_Document segment:_
════════════════
“Oak wood has a density of about 0.75 g/cm3 (0.43 oz/cu in) creating great strength and hardness. The wood is very resistant to insect and fungal attack because of its high tannin content. It also has very appealing grain markings, particularly when quartersawn. Oak planking was common on high status Viking longships in the 9th and 10th centuries. The wood was hewn from green logs, by axe and wedge, to produce radial planks, similar to quarter-sawn timber. Wide, quarter-sawn boards of oak have been prized since the Middle Ages for use in interior panelling of prestigious buildings such as the debating chamber of the House of Commons in London and in the construction of fine furniture. Oak wood, from Quercus robur and Quercus petraea, was used in Europe for the construction of ships, especially naval men of war, until the 19th century, and was the principal timber used in the construction of European timber-framed buildings. Today oak wood is still commonly used for furniture making and flooring, timber frame buildings, and for veneer production. Barrels in which wines, sherry, and spirits such as brandy, Irish whiskey, Scotch whisky and Bourbon whiskey are aged are made from European and American oak. The use of oak in wine can add many different dimensions to wine based on the type and style of the oak. Oak barrels, which may be charred before use, contribute to the colour, taste, and aroma of the contents, imparting a desirable oaky vanillin flavour to these drinks. The great dilemma for wine producers is to choose between French and American oakwoods. French oaks (Quercus robur, Q. petraea) give the wine greater refinement and are chosen for the best wines since they increase the price compared to those aged in American oak wood. American oak contributes greater texture and resistance to ageing, but produces more powerful wine bouquets. Oak wood chips are used for smoking fish, meat, cheeses, and other foods.
Japanese oak is used in the making of professional drums from the manufacturer Yamaha Drums. The higher density of oak gives the drum a brighter and louder tone compared to traditional drum materials such as maple and birch. In hill states of India, besides fuelwood and timber, the local people use oak wood for making agricultural implements. The leaves are used as fodder during lean period and bedding for livestock.
The bark of the cork oak is used to produce wine stoppers (corks). This species grows in the Mediterranean Sea region, with Portugal, Spain, Algeria, and Morocco producing most of the world's supply.
════════════════
_What to work on:_
1. In the oak wood passage, which countries produce most of the world's supply of cork?
2. Continue the oak wood passage from the point where it stops.
The records have no connection to the oak wood passage.

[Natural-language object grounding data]
════════════════
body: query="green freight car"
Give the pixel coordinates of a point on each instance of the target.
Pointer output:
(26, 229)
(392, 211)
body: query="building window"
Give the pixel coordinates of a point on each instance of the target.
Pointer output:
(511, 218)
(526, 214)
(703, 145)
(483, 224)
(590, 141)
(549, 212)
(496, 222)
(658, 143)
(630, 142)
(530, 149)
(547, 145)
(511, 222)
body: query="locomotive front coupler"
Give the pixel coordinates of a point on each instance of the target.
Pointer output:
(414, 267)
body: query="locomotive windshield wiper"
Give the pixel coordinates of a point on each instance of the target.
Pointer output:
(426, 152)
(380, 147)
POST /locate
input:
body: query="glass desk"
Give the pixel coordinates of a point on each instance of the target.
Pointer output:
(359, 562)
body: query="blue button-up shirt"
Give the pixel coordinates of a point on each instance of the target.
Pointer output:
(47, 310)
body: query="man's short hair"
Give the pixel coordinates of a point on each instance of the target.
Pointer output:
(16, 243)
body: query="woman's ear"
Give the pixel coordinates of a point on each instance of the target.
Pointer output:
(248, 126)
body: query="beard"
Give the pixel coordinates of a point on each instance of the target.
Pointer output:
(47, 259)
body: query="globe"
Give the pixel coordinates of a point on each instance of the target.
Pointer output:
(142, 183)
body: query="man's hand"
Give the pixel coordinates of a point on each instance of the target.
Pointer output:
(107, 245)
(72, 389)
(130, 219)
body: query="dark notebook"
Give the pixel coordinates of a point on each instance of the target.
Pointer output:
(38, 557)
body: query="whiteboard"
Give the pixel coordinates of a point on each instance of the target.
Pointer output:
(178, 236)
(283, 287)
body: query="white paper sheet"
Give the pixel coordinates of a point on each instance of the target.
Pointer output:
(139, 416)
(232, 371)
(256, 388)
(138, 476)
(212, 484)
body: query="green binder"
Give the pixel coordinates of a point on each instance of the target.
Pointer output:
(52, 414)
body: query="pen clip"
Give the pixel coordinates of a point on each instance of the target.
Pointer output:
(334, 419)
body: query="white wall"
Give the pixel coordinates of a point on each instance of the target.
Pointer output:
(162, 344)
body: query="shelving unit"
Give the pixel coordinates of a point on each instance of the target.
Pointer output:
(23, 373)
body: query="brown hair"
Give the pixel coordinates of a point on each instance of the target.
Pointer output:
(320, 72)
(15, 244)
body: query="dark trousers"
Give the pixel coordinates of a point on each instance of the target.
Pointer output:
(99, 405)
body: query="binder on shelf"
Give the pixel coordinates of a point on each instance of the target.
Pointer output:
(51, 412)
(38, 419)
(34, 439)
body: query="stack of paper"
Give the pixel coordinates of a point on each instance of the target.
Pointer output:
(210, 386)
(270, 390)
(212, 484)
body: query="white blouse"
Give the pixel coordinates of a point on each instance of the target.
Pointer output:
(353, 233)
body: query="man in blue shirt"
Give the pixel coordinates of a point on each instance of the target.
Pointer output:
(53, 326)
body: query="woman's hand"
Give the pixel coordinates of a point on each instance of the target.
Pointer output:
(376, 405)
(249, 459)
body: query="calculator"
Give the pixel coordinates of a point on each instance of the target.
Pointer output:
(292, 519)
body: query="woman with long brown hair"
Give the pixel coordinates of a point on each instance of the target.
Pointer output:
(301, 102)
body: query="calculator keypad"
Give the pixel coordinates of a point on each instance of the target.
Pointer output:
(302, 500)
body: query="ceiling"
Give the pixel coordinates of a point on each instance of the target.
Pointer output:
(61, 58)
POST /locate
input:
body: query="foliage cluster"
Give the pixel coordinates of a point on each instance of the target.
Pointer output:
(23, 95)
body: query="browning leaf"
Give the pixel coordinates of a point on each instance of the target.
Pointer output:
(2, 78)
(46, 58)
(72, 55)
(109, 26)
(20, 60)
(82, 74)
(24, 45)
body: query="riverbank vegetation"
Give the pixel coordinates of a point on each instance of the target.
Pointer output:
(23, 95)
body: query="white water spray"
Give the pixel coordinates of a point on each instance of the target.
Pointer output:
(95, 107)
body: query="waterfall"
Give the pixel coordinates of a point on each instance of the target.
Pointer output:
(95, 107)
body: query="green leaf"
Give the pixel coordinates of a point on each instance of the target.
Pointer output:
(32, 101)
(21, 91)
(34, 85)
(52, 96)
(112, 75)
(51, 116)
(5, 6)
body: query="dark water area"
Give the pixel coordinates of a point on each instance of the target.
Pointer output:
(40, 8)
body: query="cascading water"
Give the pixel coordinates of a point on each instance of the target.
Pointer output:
════════════════
_Set of answers:_
1. Portugal, Spain, Algeria, and Morocco.

2.
Of the North American oaks, the northern red oak is the one of most prized of the red oak group for lumber, much of which is marketed as red oak regardless of the species of origin. It is not good for outdoor use due to its open capillaries unless the wood is treated. If the wood is properly treated with preservatives, it will not rot as quickly as cured white oak heartwood. The closed cell structure of white oaks prevent them from absorbing preservatives. With northern red oak, one can blow air through an end grain piece 10 inches long to make bubbles come out in a glass of water. These openings give fungus easy access when the finish deteriorates. Shumard oak, a member of the red oak subgenus, provides timber which is described as "mechanically superior" to Northern Red oak. Cherrybark oak is another type of red oak which provides excellent timber.
The standard for the lumber of the white oak group – all of which is marketed as white oak – is the white oak. White oak is often used to make wine barrels. The wood of the deciduous pedunculate oak and sessile oak accounts for most of the European oak production, but evergreen species, such as Holm oak and cork oak also produce valuable timber.
The bark of the White Oak is dried and used in medical preparations. Oak bark is also rich in tannin, and is used by tanners for tanning leather. Acorns are used for making flour or roasted for acorn coffee.
Oak galls were used for centuries as a main ingredient in iron gall ink, a kind of manuscript ink, harvested at a specific time of year. In Korea, oak bark is used to make shingles for traditional roof construction.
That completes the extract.